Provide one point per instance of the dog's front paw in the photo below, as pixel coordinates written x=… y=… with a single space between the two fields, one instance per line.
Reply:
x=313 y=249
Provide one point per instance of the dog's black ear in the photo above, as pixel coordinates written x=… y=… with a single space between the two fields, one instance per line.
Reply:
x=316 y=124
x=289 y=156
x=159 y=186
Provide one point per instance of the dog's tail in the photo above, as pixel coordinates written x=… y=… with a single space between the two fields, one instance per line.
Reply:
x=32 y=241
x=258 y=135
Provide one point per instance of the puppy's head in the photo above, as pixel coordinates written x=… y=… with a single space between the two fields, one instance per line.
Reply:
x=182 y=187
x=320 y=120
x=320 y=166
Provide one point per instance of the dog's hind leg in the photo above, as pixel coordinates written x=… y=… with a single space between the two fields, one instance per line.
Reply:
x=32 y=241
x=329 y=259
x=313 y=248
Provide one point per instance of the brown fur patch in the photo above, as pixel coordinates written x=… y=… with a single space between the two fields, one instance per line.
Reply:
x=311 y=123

==

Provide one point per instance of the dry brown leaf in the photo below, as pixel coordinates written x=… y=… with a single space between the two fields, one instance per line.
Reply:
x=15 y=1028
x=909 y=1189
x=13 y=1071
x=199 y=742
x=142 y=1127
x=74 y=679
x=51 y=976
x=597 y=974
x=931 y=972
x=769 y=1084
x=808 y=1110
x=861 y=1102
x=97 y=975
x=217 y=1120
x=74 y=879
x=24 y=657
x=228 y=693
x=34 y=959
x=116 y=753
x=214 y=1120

* * *

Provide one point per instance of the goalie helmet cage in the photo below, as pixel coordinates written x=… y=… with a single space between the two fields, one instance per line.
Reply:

> **Task statement**
Pull every line containing the string "point" out of the data above and copy it.

> **Problem solution**
Provide one point per instance of the dog's front paw in the photo below, as pixel coordinates written x=… y=… with a single space between the two fields, one instance per line.
Provide one point per instance of the dog's black ear in the photo above, as pixel coordinates written x=… y=… with a single space between the two fields, one instance per line.
Provide one point per instance of the dog's tail in the photo above, as pixel coordinates written x=… y=… with a single space between the two fields, one instance per line.
Provide one point per instance of the puppy's head in the photo above, as pixel coordinates written x=… y=… with a single space between the two fields, one instance per line.
Provide one point per instance of the dog's hind leg in the photo above, as pixel coordinates written x=… y=… with a single space between the two fields, one instance per line.
Provide one point per instance of the brown fur patch in the photo above, as pixel coordinates written x=… y=… with a single space between the two fields, one instance per line.
Provide one point per instance of the dry brown leaf in the photo below, as pixel coordinates written x=… y=… with a single space between the two fields, one instance per line.
Provide one point per instance of the goalie helmet cage in the photo below, as pixel coordinates written x=… y=… with a single space between the two fields, one instance per line.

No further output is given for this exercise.